§ Work to be completed:
Write the next part of the concert page about Lurrie Bell, picking up right after its final sentence.

---------- Source excerpt ----------

Chris Ruest & Lurrie Bell

Agenda

Artist: 
Chris Ruest & Lurrie Bell
Date: 
19/04/2020
Time: 
14h30
Venue: 
Zaal Thijssen
Place: 
Vlierden

Born in 1958, the son of famed blues harmonica player Carey Bell, Lurrie Bell picked up his father’s guitar at age of five and taught himself to play. He was clearly gifted. In addition, he grew up with many of the Chicago blues legends around him. Eddie Taylor, Big Walter Horton, Eddie C. Campbell, Eddie Clearwater, Lovie Lee, Sunnyland Slim, Jimmy Dawkins and many more were frequent visitors to his house. They all helped to shape and school him in the blues, but none as much as his father’s long-time employer Muddy Waters.

At seven years old, Bell left Chicago to live in Mississippi and Alabama with his grandparents. During this time he played mostly in the church, immersing himself in the passionate expressiveness of the gospel tradition. At fourteen he moved back to Chicago and continued to play in church as well as forming his first blues band while attending high school.

By seventeen Lurrie Bell was playing on stage with Willie Dixon. In 1977 he was a founding member of The Sons of Blues with Freddie Dixon (son of Willie) and Billy Branch. The band recorded three standout tracks for Alligator Records’ Grammy nominated Living Chicago Blues series. In 1978 Bell joined Koko Taylor’s band and stayed for several years, honing his chops and learning the ropes of being a traveling musician. He continued to work with his dad as well, recording the 1984 Rooster Blues album Son Of a Gun and several other titles for UK’s JSP Records. Not only was Bell recognized as an exceptionally talented guitarist and musician, his knowledge of different blues styles, his soulfulness and his musical maturity delivered write-ups in publications such as Rolling Stone and The New York Times.

Battling and defeating a series of personal demons kept him out of the studio and off the road for a long spell in the late 1980’s, but Bell persevered and re-surfaced in the mid-1990’s with a succession of four highly acclaimed records for Chicago’s Delmark label.

Since the onset of the new millennium, Bell’s profile has been steadily rising. 2002 saw the release of the CD Cutting Heads and in 2004 Alligator Records released Second Nature an acoustic duet record with his father Carey Bell that was nominated for a WC Handy Award Acoustic Record of the Year by the Blues Foundation in Memphis.

In 2007 Bell started his own label Aria B.G. Records and released Let’s Talk About Love, which has been called his most accomplished, deeply heartfelt album yet. On the strength of this record, he was voted Most Outstanding Guitar Player in the 2007 Living Blues Magazine’s Critic’s Poll, and in 2008 and 2012 he was named the magazine’s Male Blues Artist of the Year. Since 2007 he has received multiple Blues Music Award nominations as Best Guitarist and Best Traditional Male Blues Artist by the Blues Foundation.

2009 found him pairing up with Billy Boy Arnold, John Primer, Billy Branch on the recording Chicago Blues: A Living History which garnered him his first official Grammy nomination for Best Traditional Blues Recording. In 2011 a follow-up was released; Chicago Blues: A Living History (The Revolution Continues) featuring Buddy Guy, Magic Slim, and Ronnie Baker Brooks.

---------- Items ----------

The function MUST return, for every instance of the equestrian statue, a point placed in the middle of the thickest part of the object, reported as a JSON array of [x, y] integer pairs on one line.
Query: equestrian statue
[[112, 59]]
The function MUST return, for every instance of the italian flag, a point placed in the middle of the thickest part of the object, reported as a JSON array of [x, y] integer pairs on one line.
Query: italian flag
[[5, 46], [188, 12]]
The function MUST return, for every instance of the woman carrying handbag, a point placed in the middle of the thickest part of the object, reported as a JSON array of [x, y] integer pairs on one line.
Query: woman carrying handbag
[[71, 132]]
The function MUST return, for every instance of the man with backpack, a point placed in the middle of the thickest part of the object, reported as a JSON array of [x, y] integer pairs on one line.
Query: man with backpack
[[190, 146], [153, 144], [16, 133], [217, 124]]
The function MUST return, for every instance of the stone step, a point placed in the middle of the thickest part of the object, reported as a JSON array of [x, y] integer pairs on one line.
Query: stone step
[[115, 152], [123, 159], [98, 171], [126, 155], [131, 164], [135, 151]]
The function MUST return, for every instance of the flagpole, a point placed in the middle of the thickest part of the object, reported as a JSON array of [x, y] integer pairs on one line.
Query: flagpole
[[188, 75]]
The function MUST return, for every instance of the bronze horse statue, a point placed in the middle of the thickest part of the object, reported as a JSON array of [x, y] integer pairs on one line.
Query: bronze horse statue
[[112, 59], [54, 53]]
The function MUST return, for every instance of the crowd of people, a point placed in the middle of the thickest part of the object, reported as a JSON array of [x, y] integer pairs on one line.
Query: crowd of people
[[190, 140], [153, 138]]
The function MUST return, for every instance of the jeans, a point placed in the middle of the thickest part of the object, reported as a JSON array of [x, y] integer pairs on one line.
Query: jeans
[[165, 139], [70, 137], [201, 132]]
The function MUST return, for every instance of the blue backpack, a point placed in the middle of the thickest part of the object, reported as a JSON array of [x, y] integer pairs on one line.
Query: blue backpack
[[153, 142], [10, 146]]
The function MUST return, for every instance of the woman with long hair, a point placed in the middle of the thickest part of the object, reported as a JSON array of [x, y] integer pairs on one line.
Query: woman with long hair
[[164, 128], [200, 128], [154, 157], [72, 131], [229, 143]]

----------

§ The reply:
And in 2012 came the arrival of his second CD on Aria BG Records The Devil Ain’t Got No Music, a collection of acoustic blues and gospel songs that recollect the music he often played with his dad and at church in Mississippi and Alabama as a child. In January 2013 The Devil Ain’t Got No Music was honored with the Prix du Blues award from the prestigious French L’Academie du Jazz for the Best Blues Recording of 2012 and the title song (written by producer Matthew Skoller) received a nomination from the Blues Foundation for song of the year.

In 2013 Bell re-signed with Delmark and enlisted famed Chicago producer Dick Shurman to make the record Blues in My Soul. For this project he wanted to get back to the solid foundation of Chicago-styled traditional guitar blues. Blues in my Soul features three new Lurrie Bell originals plus songs by Little Walter, T-Bone Walker, Jimmy Rogers, and Big Bill Broonzy and others. In 2016 Bell returned to studio with Dick Shurman for his next Delmark CD “Can’t Shake This Feeling.”

At last count Lurrie Bell has now appeared on over 50+ recordings either as leader or featured sideman. Lurrie Bell’s elegant and intense guitar playing and passionate vocals have made him a favorite at clubs and festivals around the world and have earned him a reputation as one of the “leading lights” in the future of the blues.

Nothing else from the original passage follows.